● What to work on
Please reproduce the listing lines below word for word, starting at the line containing "--target evergreen tree" and ending at the line containing "Provide the mask of each instance of the evergreen".

● Provided material
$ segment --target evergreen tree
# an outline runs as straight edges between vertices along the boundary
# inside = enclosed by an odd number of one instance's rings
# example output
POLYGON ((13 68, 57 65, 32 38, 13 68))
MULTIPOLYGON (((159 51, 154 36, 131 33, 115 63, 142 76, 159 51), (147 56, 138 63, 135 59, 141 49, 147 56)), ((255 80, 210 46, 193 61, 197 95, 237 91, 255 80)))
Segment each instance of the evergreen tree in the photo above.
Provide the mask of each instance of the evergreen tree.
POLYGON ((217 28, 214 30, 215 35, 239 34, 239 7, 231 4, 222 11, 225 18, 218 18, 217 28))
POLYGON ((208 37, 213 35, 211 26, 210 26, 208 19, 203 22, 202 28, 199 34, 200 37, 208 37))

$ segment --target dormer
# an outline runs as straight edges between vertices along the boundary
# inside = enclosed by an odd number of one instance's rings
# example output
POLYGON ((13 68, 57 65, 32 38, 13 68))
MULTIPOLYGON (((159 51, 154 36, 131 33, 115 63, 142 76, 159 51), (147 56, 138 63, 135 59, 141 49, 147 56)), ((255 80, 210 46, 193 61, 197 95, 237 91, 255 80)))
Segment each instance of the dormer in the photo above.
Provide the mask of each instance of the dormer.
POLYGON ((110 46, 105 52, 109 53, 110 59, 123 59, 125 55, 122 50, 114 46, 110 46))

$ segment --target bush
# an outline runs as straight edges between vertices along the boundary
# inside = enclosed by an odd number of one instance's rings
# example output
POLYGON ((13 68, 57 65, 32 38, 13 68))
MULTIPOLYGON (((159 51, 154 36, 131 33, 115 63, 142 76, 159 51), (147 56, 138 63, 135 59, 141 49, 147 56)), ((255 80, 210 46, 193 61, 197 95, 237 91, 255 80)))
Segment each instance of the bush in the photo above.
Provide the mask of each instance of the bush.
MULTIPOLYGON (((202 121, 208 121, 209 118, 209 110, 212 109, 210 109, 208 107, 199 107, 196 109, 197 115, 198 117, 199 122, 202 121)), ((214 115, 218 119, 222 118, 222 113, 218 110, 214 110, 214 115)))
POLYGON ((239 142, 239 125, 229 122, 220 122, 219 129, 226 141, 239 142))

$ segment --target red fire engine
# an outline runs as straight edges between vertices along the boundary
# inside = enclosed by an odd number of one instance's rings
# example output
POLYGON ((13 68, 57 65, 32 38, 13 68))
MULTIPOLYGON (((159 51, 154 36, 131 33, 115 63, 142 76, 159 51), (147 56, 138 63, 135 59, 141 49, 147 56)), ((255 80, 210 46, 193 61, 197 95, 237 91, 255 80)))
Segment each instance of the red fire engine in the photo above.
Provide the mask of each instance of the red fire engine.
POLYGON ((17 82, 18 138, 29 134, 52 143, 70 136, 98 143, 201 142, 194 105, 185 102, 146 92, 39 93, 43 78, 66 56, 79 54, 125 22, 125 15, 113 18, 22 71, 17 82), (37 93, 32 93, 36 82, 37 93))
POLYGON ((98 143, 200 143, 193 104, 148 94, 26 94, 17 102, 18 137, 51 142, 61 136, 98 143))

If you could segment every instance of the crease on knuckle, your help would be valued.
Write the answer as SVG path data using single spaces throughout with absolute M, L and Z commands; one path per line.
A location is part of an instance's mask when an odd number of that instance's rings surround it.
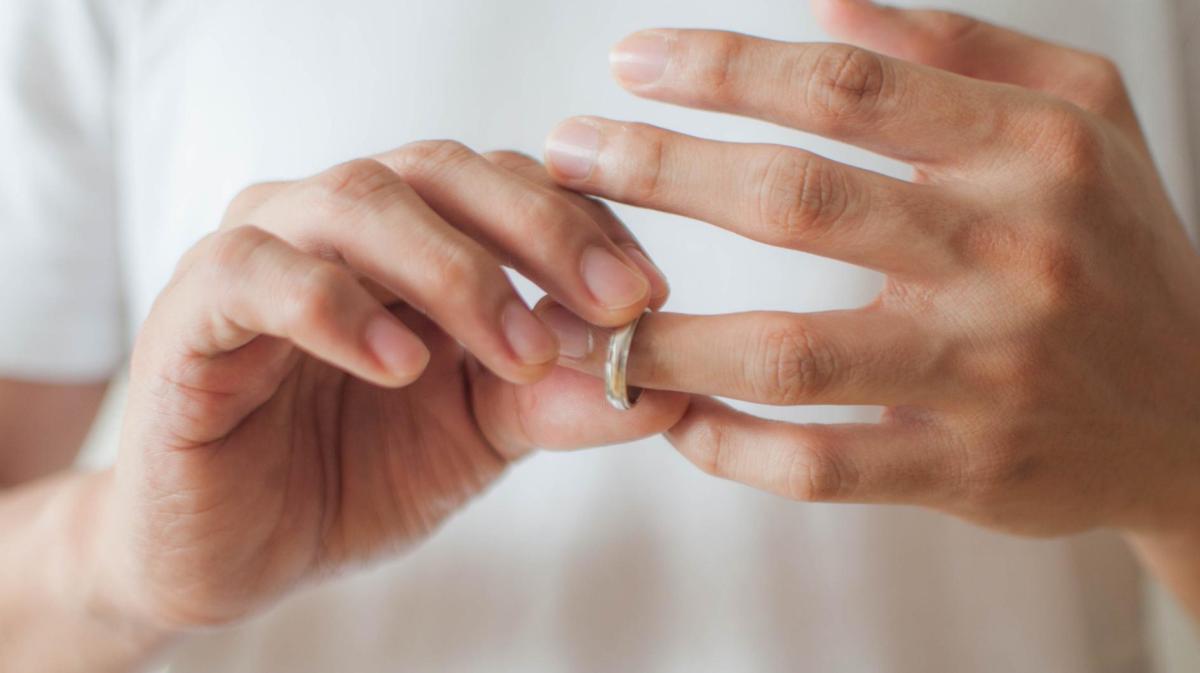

* * *

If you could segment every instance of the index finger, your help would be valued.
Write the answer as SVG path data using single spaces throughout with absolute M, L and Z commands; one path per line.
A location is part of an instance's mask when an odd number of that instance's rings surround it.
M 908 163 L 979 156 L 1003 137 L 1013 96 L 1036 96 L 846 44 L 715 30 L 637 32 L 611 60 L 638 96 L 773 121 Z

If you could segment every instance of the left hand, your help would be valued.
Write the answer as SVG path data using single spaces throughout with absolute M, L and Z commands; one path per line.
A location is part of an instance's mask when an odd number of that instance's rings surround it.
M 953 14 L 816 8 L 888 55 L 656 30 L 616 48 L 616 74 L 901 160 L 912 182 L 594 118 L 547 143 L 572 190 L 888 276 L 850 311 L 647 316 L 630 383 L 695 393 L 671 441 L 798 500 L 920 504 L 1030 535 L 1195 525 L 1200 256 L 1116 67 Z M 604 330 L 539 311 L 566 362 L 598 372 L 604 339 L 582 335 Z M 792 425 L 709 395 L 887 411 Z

● Result for this exercise
$ segment --target evergreen tree
# an outline runs as straight edges between vertices along the boundary
# inside = enclosed by an odd number of one instance's rings
# example output
POLYGON ((13 68, 57 65, 32 38, 13 68))
MULTIPOLYGON (((159 51, 154 36, 131 33, 115 63, 142 76, 159 51), (147 56, 138 63, 135 59, 141 49, 147 56)), ((255 80, 210 46, 193 61, 197 95, 237 91, 255 80)))
Segment each instance of the evergreen tree in the photo above.
Provide the mask of each instance of the evergreen tree.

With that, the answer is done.